Rewrite the items below, replacing every "single dot apiece" with "single point each" and changing nothing else. Leave the pictures out of your answer.
--- start of DATA SECTION ---
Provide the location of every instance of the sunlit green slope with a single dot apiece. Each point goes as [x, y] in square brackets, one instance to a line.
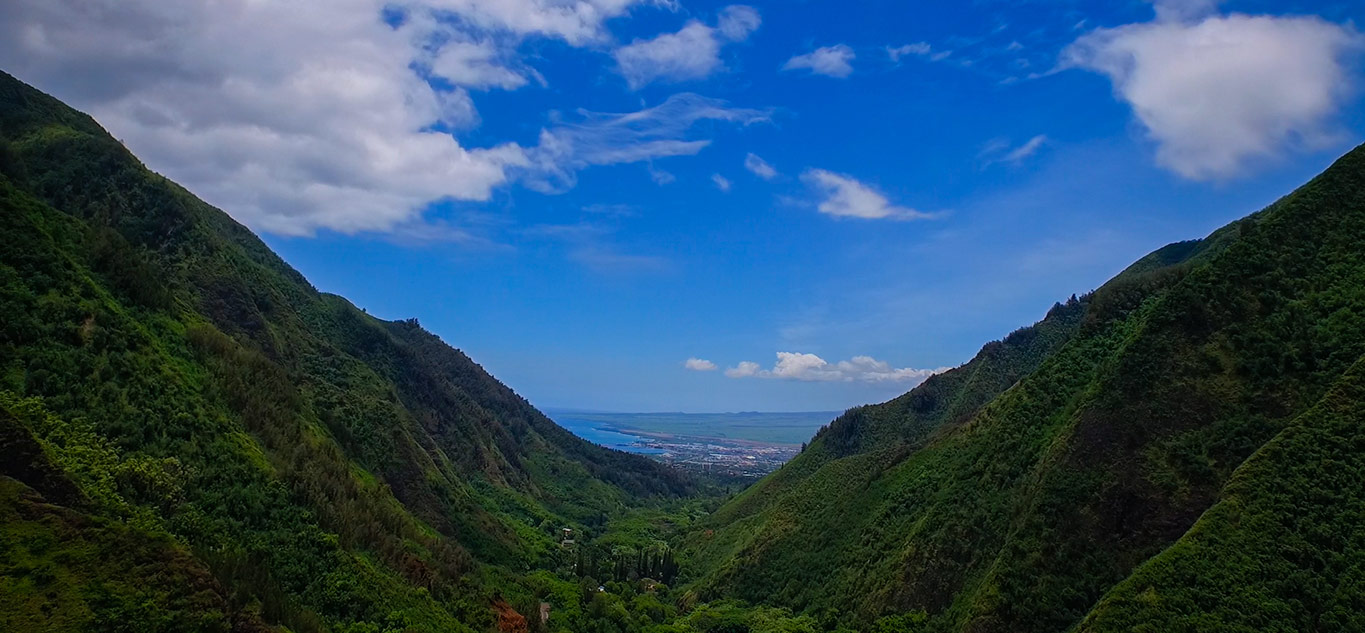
[1014, 502]
[195, 434]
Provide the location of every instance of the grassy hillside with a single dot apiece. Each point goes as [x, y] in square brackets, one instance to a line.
[1016, 502]
[272, 453]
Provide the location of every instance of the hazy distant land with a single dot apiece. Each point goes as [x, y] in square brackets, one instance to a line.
[741, 444]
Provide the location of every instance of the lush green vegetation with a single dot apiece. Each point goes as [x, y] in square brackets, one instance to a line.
[1017, 505]
[193, 438]
[287, 457]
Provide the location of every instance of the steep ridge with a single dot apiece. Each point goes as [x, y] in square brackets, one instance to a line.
[313, 465]
[1021, 513]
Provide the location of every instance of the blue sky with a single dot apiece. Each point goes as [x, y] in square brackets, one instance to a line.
[586, 197]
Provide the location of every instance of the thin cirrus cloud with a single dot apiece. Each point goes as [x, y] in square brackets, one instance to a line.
[919, 49]
[699, 364]
[694, 52]
[826, 60]
[841, 195]
[606, 138]
[1001, 150]
[1220, 93]
[808, 367]
[326, 116]
[759, 167]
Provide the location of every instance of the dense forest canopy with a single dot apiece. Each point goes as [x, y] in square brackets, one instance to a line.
[194, 438]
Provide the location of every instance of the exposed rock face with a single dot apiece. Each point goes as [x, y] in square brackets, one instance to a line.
[509, 621]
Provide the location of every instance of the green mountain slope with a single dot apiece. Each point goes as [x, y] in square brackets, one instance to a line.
[1016, 506]
[272, 454]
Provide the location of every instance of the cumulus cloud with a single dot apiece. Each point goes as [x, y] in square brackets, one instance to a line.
[474, 64]
[699, 364]
[1218, 93]
[826, 60]
[795, 366]
[694, 52]
[844, 197]
[326, 113]
[743, 370]
[759, 167]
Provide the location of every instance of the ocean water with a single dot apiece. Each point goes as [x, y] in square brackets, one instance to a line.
[597, 433]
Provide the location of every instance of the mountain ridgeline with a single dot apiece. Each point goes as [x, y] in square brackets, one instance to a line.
[191, 433]
[194, 438]
[1181, 449]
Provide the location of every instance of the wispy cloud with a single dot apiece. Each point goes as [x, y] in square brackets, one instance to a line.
[699, 364]
[606, 261]
[694, 52]
[1001, 150]
[919, 49]
[759, 167]
[795, 366]
[601, 138]
[827, 60]
[845, 197]
[324, 118]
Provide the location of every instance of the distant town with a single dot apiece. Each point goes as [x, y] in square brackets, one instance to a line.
[743, 445]
[736, 459]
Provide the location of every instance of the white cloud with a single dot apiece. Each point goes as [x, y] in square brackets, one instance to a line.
[1219, 93]
[922, 49]
[322, 118]
[474, 64]
[759, 167]
[737, 21]
[826, 60]
[661, 176]
[795, 366]
[699, 364]
[1001, 150]
[743, 370]
[606, 138]
[845, 197]
[694, 52]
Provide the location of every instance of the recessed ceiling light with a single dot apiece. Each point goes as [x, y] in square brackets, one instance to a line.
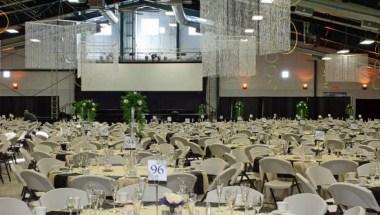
--- end of DATA SECTION ---
* **WRITTEN SOLUTION**
Provide the location of every instance of the sunlit green slope with a single point each. Each point goes as [x, y] in square brackets, one instance to a line.
[1014, 502]
[195, 434]
Provide the location of every instance of the grassy hillside with a single point each. Each point goes as [x, y] in square brackets, one instance to a line.
[1016, 502]
[272, 453]
Provide the location of every instance of the hazy distant land with a single point each. Each point goes as [x, y] in square brackets, one instance to a line.
[741, 444]
Provide the location of every instance of the lush green vegetation with a single point each. Each point goes as [x, y] in square brackets, one instance to a line.
[1017, 505]
[193, 438]
[287, 457]
Provide the location of every instance of the steep ridge with a single point each. Each point goes as [x, y] in square brackets, one instance to a line.
[313, 465]
[1021, 513]
Provide the location of every instance of the blue sky with a single point each. Each point goes as [x, y] in square brackets, one instance to a line.
[586, 197]
Provide the location of every instance of the thin cirrus cloud with a single point each. Each point goes as [x, y] in square brackets, one instance to a line.
[919, 49]
[699, 364]
[694, 52]
[826, 60]
[841, 195]
[606, 138]
[1001, 150]
[1220, 93]
[808, 367]
[326, 116]
[759, 167]
Provide the location of every instance of the dense forest canopy with a single point each. Each point goes as [x, y] in square brackets, one instance to a line.
[194, 438]
Provide the location of every instance of the exposed rock face with a single point each. Each point goes as [x, y] in square brackets, one instance to a line.
[509, 621]
Provide the location of every instance of the green mountain slope with a single point each. Each point goes as [x, y] in square brackets, one instance to a line.
[1016, 506]
[272, 454]
Provide the location of every instance of the cumulus cloud with a single point each. Each point goes as [x, y] in square brackets, one instance to a line.
[474, 64]
[699, 364]
[1218, 93]
[826, 60]
[795, 366]
[694, 52]
[844, 197]
[326, 113]
[743, 370]
[759, 167]
Provide the location of every instance of the ocean water with a single point each. Each point goes as [x, y] in square brackets, one instance to a line.
[597, 433]
Provide the location of every instance of the mountain ridgeline with a single point each. Each point goes as [x, y] in square brackets, one instance to a line.
[191, 433]
[194, 438]
[1181, 449]
Provide the location of every instance of the wispy cloud with a single point each. Each point goes as [x, y] in square brackets, one instance to a line.
[699, 364]
[606, 261]
[694, 52]
[1001, 150]
[919, 49]
[759, 167]
[795, 366]
[601, 138]
[827, 60]
[845, 197]
[324, 118]
Provide the location of every instance of the distant town with a single point each. Each point goes as [x, y] in square brackets, one instance to a line.
[743, 445]
[736, 459]
Provide the location of every instance of the white cloud with a single point each. Each point goes as [x, y] in square brackets, one instance to a line.
[1219, 93]
[922, 49]
[322, 118]
[474, 64]
[759, 167]
[737, 21]
[826, 60]
[661, 176]
[795, 366]
[699, 364]
[1001, 150]
[743, 370]
[606, 138]
[845, 197]
[694, 52]
Provide the location of every instance of the recessed ceiling light with a single point each. Each point goes as [x, y] in square brackets, one instance to a line.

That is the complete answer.